Document segment Block Start
Scads o’ movies look at the idea of Nature turning on us– The Birds, Day Of The Animals, hell, even Frogs. But what if, instead of the animals, it was the plants? And I don’t mean like Day Of The Triffids or The Ruins. No no, what if the plant world just unleashed some kinda natural toxin of its own loose and caused us to start acting really weird. Wouldn’t you pay to see a movie like that?
Well, a number of us thought that’s what we were doing back in 2008. Little did we know that the movie we paid for would turn out to be The Happening. It’s okay it’s okay! This post isn’t about that. Frankly I’m hurt that you thought I might inflict such a thing on y’all. Hmph.
But what would happen if you took that idea and made a good movie out of it? Or even a decent movie? Or even a half decent movie? Well look no further! From 2017 I present to you…
I think Norman Gidney over at Film Threat said it best:
Somewhere M. Night Shyamalan is probably studying this movie and shedding a few tears.
Ouch. It’s fair though. Flora is far from perfect, but the manner in which Sasha Louis Vukovic tackles this idea surpasses The Happening by an order of magnitude. Not that the bar is very high. Still, nicely done for a $100,000 budget.
Flora is set in 1929. A botanist, a cartographer, a cataloguer, and an illustrator walk into
a bar a forest. There’s a cook and a nurse along as well. Our ragtag band hits this remote woodscape to meet up with their mentor. They arrive at their professor’s camp only to discover that (gasp) he’s nowhere to be found! Don’t that just beat all? And the camp is in turmoil and disarray. And the supplies are wiped out. And there’s no animal or insect life around.
Naturally they *sigh* split the party. To be fair, it’s 1929. They’re a few decades out yet in terms of the horror tropes we now take for granted. It’s also a nice change from the hamfisted device of a character holding up a phone and lamenting that there’s no service.
I haven’t seen much in the way of press for this movie. 21 reviews on IMDB which are all over the place with what I think is a surprising amount of low ratings (Sidebar: I don’t actually read the IMDB reviews anymore. Even the favorable ones I find irritating and leaving me to wonder where some of these folks get their ethos of authority).
Document segment Block End
Data under study Block Start
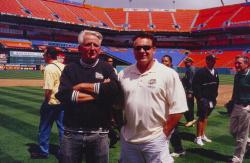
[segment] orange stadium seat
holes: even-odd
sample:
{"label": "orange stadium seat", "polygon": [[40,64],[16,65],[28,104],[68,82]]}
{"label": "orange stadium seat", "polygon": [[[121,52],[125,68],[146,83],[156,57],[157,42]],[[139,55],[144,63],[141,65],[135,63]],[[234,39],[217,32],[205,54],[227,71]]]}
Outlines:
{"label": "orange stadium seat", "polygon": [[54,14],[57,14],[59,16],[58,20],[72,24],[82,23],[80,20],[77,19],[76,14],[72,13],[68,8],[65,7],[67,4],[52,1],[43,2]]}
{"label": "orange stadium seat", "polygon": [[0,40],[5,48],[17,48],[17,49],[31,49],[31,42],[29,41],[15,41],[15,40]]}
{"label": "orange stadium seat", "polygon": [[132,11],[128,12],[128,29],[130,30],[150,30],[149,12]]}
{"label": "orange stadium seat", "polygon": [[18,0],[23,7],[31,11],[32,17],[43,18],[48,20],[56,20],[52,16],[52,11],[46,7],[41,0]]}
{"label": "orange stadium seat", "polygon": [[180,26],[181,32],[189,32],[191,25],[195,22],[198,10],[177,10],[173,13],[176,23]]}
{"label": "orange stadium seat", "polygon": [[73,12],[78,17],[78,19],[81,18],[84,24],[101,25],[99,20],[89,13],[88,8],[74,5],[67,5],[66,7],[70,9],[70,11]]}
{"label": "orange stadium seat", "polygon": [[[219,11],[203,29],[224,28],[226,22],[238,11],[240,5],[231,5],[217,8]],[[249,12],[250,13],[250,12]]]}
{"label": "orange stadium seat", "polygon": [[105,9],[105,12],[112,19],[116,26],[123,27],[126,23],[126,13],[123,9]]}
{"label": "orange stadium seat", "polygon": [[199,16],[192,30],[202,30],[206,24],[218,13],[217,8],[204,9],[199,11]]}
{"label": "orange stadium seat", "polygon": [[92,15],[94,15],[97,19],[99,19],[103,23],[103,26],[114,28],[114,23],[112,22],[112,20],[107,15],[104,9],[91,7],[90,12],[92,13]]}
{"label": "orange stadium seat", "polygon": [[245,23],[249,23],[250,20],[250,6],[243,6],[242,10],[238,12],[238,14],[231,20],[231,25],[238,26],[239,24],[244,25]]}
{"label": "orange stadium seat", "polygon": [[19,16],[29,15],[22,10],[22,7],[17,3],[16,0],[2,0],[0,5],[0,11],[1,13],[8,13]]}
{"label": "orange stadium seat", "polygon": [[157,31],[176,31],[174,28],[173,18],[171,12],[168,11],[153,11],[152,24],[155,25]]}

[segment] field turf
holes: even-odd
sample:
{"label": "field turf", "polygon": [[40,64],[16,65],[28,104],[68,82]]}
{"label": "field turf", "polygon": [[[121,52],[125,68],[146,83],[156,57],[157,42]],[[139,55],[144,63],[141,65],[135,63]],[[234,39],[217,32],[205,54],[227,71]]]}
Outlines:
{"label": "field turf", "polygon": [[[219,77],[220,84],[233,83],[233,75],[219,75]],[[43,79],[43,73],[41,71],[0,71],[0,79]]]}
{"label": "field turf", "polygon": [[[51,154],[48,160],[30,159],[30,151],[37,147],[39,107],[43,91],[38,87],[0,87],[0,162],[2,163],[54,163],[58,162],[55,151],[58,145],[57,129],[51,134]],[[234,141],[228,130],[229,118],[225,108],[216,108],[209,117],[207,136],[213,142],[200,147],[193,143],[195,127],[185,128],[180,124],[186,156],[177,158],[177,163],[226,162],[233,153]],[[184,122],[184,120],[182,120]],[[117,163],[119,144],[111,148],[110,162]],[[245,162],[250,162],[250,151]]]}

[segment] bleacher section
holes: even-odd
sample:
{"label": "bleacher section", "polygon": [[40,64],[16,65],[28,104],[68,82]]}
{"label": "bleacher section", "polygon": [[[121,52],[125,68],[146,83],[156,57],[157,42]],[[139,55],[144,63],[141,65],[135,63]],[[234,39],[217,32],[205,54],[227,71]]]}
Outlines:
{"label": "bleacher section", "polygon": [[[184,67],[185,57],[191,57],[195,67],[203,67],[205,57],[214,54],[218,58],[216,68],[232,69],[235,56],[250,56],[250,3],[202,10],[149,10],[100,8],[53,0],[2,0],[0,13],[0,18],[4,18],[0,21],[0,49],[6,56],[13,49],[41,52],[47,46],[77,54],[81,29],[100,30],[104,34],[102,51],[126,64],[136,62],[131,39],[138,31],[153,32],[158,39],[155,57],[160,62],[168,54],[175,67]],[[31,19],[34,22],[27,24]],[[186,53],[182,48],[203,50]],[[208,50],[211,48],[214,50]]]}
{"label": "bleacher section", "polygon": [[[118,60],[123,60],[129,64],[136,63],[132,48],[103,47],[103,51]],[[157,48],[155,58],[161,62],[161,58],[168,54],[173,57],[173,66],[176,67],[185,58],[185,55],[182,52],[182,49]]]}
{"label": "bleacher section", "polygon": [[126,23],[126,13],[123,9],[106,9],[105,11],[108,16],[111,18],[116,28],[123,28]]}
{"label": "bleacher section", "polygon": [[149,12],[148,11],[132,11],[128,12],[128,29],[149,31]]}
{"label": "bleacher section", "polygon": [[[197,50],[191,51],[191,53],[187,56],[194,60],[193,65],[195,67],[203,67],[206,65],[205,58],[207,55],[213,54],[218,60],[216,61],[216,68],[234,68],[234,60],[238,55],[248,55],[246,50]],[[179,67],[184,67],[183,61],[178,65]]]}
{"label": "bleacher section", "polygon": [[113,30],[190,32],[244,27],[250,23],[248,3],[203,10],[112,9],[51,0],[32,0],[32,3],[8,0],[0,3],[1,14]]}
{"label": "bleacher section", "polygon": [[152,24],[155,26],[155,31],[169,31],[174,32],[174,22],[171,12],[166,11],[154,11],[151,12]]}
{"label": "bleacher section", "polygon": [[30,15],[34,18],[56,20],[52,16],[53,12],[40,0],[32,0],[32,2],[27,0],[17,0],[19,5],[24,7],[26,10],[30,11]]}
{"label": "bleacher section", "polygon": [[180,32],[189,32],[195,22],[198,11],[196,10],[177,10],[173,13],[176,21],[177,30]]}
Data under study Block End
§ Task requirements: Continue the review of the 2017 film Flora, picking up directly after its final sentence. The items were taken from a separate source and are unrelated to the text.

§ Result for this task:
Vukovic does a fine job taking the slasher/monster element out of the “college kids lost in the woods” formula, but keeps a number of the other characteristics. Some of them lack any passing sense of self-preservation. They even bring a gramophone and illegal prohibition hooch. To the woods. As one does.
Don’t get me wrong–right now there’s people out there a-plenty who are dumb enough to do exactly the same thing. Otherwise you’d never see an RV also towing a car and hauling bikes, kayaks, and lawn furniture.
Still, there’s no stalking or hunting on the part of The Big Bad which, in this case, is actually The Little Bad. If the 1945 Mildred Pierce taught me anything, it’s that a cough is never just a cough, so we’re off to the races when the cartographer wakes up with a nosebleed. I’ll not explain any further so as to not spoil things for once, but I will add that tension level and dread stay pretty high.
Vukovic also takes full advantage of his surroundings. For some viewers, a shot here and there might linger a bit long, but it’s well worth lookin’ at. The forest-as-antagonist is as lovely as it is daunting, rendering the protagonists small by comparison. It’s an effect similar to the river in Deliverance or the terrain of Rituals.
The cast is more or less up to the acting task, some klunky lines and backstory here and there. I like the fact that the lead character is Ora Blackwood, a strikingly Sherilyn Fenn-looking (and maybe a little like Valerie Mahaffey from Northern Exposure) Teresa Marie Dornan. I can’t not go right to weird fiction author Algernon Blackwood. Not accidental surely.
So yeah…If you thought The Happening was a good idea led astray by bad companions, then Flora might be right up your alley. Or greenhouse. Or garden center. Or something.